To look at James today, an active teenager and competitive swimmer, you would never know that he spent more than 8 years of his life battling scoliosis. And he won.
The family traveled to the Spine and Scoliosis Center at Nemours/Alfred I. duPont Hospital for Children in Wilmington, Del., for a second opinion with Suken Shah, MD, a pediatric orthopedic surgeon and spine specialist. Dr. Shah confirmed the original diagnosis and measured a 32-degree curve in James’ upper back and 19-degree curve in his lower back.
Although bracing was recommended as the best option to halt the scoliosis, James’ parents were skeptical. Their daughter had worn a Boston brace without success and, ultimately, had to have spinal fusion surgery to correct her curve. Dr. Shah explained that James would wear a ventilated, custom-fitted Wilmington brace, developed by Nemours’ orthopedic researchers, that could stop further curve progression and prevent surgery through a combination of external forces. The success or failure of halting his curve would be entirely dependent on the amount of time James wore his brace.

• _QUESTIONS TO ANSWER_:
(1) According to the passage on James and his scoliosis, why were James's parents skeptical of bracing?
(2) Repeat the passage on James and his scoliosis from "To look at James" up to and including "his lower back.".
(3) Continue the passage on James and his scoliosis from the point where it stops.

• _DATA EXTRACT_:

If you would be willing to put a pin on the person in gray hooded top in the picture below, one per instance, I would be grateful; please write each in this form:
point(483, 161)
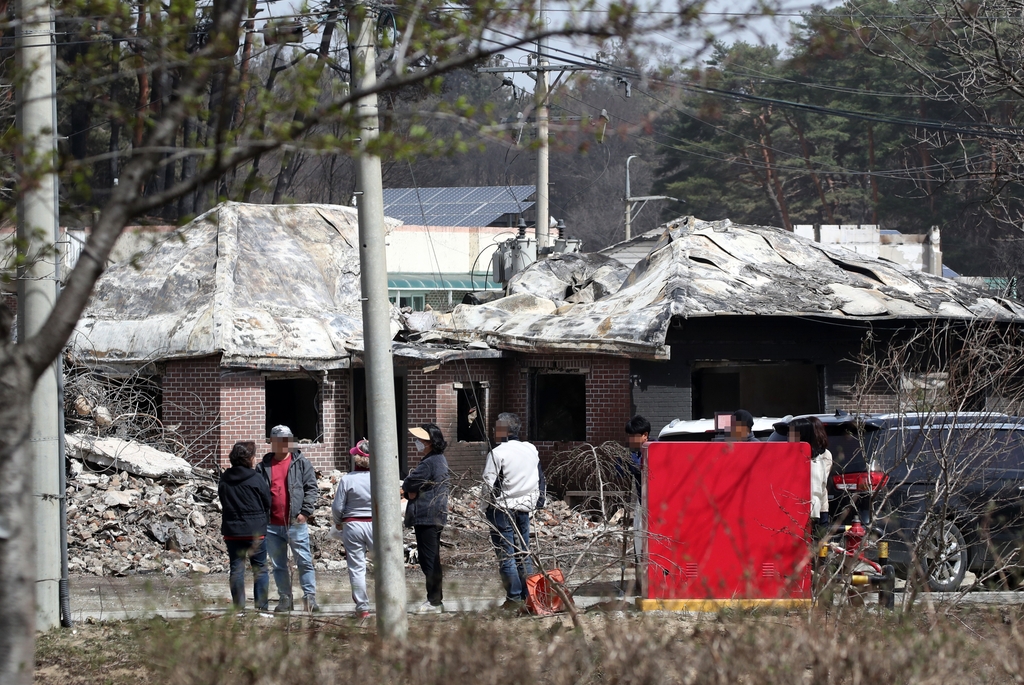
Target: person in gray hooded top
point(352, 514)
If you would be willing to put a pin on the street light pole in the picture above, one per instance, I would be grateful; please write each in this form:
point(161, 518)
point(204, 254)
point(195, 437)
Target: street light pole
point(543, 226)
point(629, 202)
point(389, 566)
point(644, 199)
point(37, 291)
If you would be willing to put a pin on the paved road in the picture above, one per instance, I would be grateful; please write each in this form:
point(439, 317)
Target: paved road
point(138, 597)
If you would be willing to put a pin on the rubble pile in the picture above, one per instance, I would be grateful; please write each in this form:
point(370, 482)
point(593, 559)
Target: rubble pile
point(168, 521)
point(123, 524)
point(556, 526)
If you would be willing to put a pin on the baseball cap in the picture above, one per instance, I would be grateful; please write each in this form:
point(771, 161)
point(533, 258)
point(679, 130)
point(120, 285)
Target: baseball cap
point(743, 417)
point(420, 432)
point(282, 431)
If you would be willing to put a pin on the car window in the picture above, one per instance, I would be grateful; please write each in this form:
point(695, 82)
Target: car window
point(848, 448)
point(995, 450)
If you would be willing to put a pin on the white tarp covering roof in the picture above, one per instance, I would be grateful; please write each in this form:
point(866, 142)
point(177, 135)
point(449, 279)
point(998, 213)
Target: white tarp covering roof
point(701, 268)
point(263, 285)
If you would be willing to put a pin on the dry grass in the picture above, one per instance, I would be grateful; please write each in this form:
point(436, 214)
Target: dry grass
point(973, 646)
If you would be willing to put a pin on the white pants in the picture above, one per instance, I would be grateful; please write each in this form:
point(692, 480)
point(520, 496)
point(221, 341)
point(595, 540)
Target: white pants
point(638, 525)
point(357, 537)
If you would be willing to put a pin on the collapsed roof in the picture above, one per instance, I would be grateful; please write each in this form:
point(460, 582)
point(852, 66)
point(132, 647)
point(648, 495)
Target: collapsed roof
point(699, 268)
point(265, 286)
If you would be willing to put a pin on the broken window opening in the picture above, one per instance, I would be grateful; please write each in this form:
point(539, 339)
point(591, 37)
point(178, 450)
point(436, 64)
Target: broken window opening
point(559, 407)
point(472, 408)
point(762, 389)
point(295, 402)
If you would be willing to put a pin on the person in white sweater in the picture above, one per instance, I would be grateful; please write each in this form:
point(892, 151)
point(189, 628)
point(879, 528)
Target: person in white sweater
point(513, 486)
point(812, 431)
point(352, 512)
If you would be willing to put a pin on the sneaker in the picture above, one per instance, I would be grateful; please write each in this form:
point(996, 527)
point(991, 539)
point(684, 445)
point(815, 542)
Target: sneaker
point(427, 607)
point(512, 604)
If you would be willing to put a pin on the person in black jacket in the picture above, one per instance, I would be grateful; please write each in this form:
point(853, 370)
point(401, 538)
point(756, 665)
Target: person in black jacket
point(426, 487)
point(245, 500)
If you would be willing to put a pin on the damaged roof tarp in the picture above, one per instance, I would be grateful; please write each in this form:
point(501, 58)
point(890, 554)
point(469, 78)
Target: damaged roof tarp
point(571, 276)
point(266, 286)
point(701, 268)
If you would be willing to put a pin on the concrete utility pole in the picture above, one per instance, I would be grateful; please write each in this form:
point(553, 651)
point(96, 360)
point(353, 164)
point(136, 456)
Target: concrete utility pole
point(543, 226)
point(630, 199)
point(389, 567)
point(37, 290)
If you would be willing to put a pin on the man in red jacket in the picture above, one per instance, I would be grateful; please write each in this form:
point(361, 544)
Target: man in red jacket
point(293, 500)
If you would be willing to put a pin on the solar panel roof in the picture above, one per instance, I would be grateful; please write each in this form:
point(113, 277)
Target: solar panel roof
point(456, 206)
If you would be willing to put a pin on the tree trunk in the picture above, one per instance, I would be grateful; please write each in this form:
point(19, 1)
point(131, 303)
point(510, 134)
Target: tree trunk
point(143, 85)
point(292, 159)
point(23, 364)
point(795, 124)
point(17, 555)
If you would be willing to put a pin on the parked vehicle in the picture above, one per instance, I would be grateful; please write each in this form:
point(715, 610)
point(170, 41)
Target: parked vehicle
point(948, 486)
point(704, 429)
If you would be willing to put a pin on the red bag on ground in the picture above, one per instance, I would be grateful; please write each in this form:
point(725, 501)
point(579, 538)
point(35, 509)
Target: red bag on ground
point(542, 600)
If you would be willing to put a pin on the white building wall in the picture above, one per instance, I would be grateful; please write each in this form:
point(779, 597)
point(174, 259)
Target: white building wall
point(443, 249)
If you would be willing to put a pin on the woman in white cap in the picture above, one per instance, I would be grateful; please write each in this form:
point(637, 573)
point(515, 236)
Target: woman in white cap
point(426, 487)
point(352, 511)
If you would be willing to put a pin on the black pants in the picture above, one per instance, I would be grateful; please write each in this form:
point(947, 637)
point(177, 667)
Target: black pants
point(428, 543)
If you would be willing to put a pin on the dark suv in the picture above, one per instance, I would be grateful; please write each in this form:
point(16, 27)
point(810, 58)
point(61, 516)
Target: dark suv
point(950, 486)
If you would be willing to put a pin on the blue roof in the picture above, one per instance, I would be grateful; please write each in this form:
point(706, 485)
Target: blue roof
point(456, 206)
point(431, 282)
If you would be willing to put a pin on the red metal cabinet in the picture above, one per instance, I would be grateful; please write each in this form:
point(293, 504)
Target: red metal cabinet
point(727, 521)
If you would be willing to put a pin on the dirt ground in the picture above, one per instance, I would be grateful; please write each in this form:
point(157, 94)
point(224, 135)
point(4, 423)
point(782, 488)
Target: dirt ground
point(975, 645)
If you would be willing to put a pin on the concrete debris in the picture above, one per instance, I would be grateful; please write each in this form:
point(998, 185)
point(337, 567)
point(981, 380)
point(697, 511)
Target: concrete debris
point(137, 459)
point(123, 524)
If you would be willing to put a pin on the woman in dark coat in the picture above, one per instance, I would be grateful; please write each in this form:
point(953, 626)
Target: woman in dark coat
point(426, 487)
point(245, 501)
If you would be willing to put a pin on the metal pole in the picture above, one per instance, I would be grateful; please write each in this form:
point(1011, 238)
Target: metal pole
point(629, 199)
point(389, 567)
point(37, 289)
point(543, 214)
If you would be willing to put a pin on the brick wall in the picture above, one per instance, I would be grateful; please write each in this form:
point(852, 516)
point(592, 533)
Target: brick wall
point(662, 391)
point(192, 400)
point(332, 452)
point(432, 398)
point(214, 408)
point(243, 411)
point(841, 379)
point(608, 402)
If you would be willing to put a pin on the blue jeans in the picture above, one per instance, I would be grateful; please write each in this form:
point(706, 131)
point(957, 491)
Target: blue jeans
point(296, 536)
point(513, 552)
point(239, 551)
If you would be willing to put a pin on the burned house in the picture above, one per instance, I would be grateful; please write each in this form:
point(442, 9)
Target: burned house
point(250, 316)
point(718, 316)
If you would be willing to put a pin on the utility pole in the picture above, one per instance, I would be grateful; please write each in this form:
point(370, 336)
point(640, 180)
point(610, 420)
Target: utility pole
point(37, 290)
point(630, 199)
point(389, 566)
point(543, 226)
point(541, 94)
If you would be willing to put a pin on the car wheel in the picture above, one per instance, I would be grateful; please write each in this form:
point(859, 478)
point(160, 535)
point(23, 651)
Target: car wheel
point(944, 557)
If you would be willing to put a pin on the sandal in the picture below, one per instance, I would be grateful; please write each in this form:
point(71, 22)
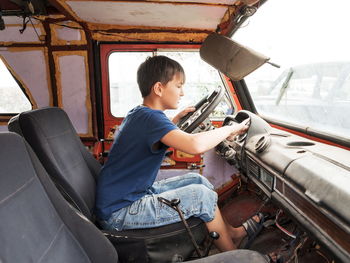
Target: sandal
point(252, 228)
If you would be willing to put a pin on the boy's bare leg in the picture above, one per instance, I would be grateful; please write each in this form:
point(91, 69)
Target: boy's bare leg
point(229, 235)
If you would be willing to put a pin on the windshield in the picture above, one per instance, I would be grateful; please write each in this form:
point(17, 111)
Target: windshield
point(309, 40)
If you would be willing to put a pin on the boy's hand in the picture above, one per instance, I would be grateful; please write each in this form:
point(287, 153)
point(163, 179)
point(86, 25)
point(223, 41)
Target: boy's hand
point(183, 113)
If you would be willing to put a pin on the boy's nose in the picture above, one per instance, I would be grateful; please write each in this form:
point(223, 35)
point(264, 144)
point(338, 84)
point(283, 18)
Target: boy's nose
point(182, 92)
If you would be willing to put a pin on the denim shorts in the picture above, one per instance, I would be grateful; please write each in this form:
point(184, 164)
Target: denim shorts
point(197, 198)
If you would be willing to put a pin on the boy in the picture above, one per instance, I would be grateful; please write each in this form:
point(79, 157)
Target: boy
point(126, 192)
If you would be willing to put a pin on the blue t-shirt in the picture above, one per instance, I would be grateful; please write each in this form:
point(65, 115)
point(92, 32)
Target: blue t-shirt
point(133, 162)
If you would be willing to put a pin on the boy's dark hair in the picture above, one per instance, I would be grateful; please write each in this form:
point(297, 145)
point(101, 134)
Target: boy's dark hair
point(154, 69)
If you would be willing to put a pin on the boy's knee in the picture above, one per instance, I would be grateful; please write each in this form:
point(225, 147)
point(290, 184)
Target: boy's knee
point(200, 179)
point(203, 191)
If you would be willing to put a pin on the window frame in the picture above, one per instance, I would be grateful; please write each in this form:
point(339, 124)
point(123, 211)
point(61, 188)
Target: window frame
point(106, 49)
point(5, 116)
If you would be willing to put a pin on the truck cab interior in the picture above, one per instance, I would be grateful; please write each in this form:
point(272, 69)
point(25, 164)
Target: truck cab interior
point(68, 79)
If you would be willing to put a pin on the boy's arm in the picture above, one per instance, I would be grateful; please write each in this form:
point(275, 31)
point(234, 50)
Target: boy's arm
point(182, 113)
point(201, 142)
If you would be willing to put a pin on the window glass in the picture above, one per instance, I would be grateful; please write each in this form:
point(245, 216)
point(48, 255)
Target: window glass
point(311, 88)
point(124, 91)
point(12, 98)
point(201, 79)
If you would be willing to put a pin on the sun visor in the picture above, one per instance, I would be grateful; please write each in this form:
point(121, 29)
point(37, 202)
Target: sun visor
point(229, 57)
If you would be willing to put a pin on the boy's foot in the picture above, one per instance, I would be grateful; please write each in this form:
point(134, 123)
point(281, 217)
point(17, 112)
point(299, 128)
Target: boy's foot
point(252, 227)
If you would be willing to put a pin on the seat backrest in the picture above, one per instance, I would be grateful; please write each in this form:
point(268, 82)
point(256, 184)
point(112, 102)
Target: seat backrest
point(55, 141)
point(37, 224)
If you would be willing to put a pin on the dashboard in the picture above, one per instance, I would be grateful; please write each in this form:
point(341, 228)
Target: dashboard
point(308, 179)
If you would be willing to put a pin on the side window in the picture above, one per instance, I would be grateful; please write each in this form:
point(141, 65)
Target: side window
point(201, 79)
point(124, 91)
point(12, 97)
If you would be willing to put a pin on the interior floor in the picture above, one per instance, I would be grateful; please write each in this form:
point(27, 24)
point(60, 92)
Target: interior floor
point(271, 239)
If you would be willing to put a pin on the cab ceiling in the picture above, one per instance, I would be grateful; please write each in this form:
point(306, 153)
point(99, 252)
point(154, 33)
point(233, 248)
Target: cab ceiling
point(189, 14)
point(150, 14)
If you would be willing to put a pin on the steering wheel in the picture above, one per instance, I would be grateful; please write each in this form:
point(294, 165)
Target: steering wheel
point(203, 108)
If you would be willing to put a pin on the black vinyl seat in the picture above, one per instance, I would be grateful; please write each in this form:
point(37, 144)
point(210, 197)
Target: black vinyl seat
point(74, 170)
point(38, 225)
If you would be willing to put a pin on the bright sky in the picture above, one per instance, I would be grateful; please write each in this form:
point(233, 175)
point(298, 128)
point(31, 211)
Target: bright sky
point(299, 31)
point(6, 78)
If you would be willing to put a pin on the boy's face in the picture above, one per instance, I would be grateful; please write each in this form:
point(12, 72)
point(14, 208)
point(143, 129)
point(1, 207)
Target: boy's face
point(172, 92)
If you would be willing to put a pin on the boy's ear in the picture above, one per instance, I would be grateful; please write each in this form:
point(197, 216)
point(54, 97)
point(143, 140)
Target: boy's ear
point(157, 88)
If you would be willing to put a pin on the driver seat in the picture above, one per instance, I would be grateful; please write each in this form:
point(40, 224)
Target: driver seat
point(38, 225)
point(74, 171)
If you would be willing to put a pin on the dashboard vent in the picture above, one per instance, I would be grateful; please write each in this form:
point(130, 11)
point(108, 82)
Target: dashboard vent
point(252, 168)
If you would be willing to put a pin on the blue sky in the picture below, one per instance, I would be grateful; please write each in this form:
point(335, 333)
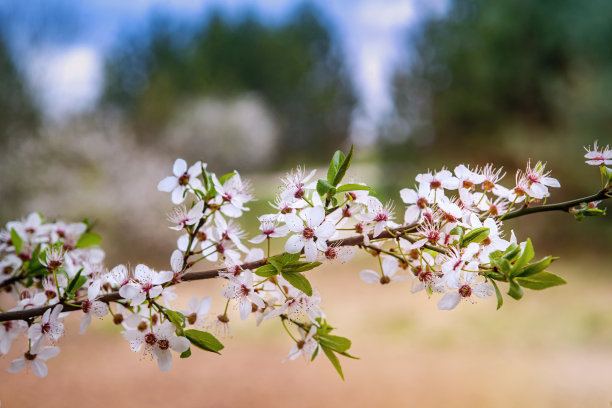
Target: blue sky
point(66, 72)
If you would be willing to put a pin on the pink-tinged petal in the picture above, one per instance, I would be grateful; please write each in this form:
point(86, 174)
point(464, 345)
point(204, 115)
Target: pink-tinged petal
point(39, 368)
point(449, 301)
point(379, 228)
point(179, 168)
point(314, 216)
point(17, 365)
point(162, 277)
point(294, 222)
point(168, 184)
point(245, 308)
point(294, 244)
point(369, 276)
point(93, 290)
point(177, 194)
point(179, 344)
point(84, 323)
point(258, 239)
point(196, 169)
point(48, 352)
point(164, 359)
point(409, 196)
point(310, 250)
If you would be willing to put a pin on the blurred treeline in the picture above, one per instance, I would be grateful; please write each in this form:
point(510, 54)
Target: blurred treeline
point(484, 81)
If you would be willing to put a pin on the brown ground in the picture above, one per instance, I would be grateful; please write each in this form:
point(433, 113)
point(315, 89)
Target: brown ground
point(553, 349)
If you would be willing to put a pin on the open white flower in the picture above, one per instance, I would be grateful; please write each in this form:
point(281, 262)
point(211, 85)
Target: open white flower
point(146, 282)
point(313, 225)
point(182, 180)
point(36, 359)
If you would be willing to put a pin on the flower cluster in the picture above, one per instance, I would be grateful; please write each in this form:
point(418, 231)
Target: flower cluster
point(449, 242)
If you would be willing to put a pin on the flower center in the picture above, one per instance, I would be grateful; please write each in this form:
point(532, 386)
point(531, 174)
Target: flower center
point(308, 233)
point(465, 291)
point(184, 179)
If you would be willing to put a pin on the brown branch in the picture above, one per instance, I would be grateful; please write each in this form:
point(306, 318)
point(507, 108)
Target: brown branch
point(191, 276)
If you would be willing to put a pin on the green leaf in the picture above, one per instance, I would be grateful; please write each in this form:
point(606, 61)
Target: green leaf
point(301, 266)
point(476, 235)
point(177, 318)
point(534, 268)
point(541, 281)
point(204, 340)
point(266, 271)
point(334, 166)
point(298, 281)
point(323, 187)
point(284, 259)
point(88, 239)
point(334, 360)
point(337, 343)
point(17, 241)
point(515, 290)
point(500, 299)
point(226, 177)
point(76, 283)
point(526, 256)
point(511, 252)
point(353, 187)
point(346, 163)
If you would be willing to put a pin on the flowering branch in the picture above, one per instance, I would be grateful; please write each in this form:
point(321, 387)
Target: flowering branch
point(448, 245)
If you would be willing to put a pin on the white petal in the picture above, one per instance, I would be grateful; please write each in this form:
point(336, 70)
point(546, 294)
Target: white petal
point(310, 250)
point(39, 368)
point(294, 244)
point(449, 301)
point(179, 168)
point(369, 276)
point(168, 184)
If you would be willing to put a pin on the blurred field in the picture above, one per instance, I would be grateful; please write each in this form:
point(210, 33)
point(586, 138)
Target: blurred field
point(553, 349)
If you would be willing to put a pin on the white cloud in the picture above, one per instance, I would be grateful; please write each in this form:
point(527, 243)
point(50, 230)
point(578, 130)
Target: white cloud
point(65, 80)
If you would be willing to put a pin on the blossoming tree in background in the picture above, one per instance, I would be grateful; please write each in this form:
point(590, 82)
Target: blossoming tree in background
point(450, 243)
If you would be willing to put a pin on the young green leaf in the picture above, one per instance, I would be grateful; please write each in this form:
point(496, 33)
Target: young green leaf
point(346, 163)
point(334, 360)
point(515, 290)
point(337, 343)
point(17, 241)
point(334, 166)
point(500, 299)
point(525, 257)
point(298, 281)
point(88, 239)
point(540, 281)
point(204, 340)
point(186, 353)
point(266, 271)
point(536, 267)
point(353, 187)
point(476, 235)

• _REPLIES_:
(1) Their daughter had worn a Boston brace without success and, ultimately, had to have spinal fusion surgery to correct her curve.

(2)
To look at James today, an active teenager and competitive swimmer, you would never know that he spent more than 8 years of his life battling scoliosis. And he won.
The family traveled to the Spine and Scoliosis Center at Nemours/Alfred I. duPont Hospital for Children in Wilmington, Del., for a second opinion with Suken Shah, MD, a pediatric orthopedic surgeon and spine specialist. Dr. Shah confirmed the original diagnosis and measured a 32-degree curve in James’ upper back and 19-degree curve in his lower back.

(3)
And wear the brace he did. James was absolutely committed to wearing his brace — from the age of 8, when he was diagnosed with scoliosis, until he was 16.5. He wore it under loose-fitting clothes everyday to school, would take it off for sports or after-school activities, and then wore his brace to bed every night, averaging 18 hours a day for 8.5 years.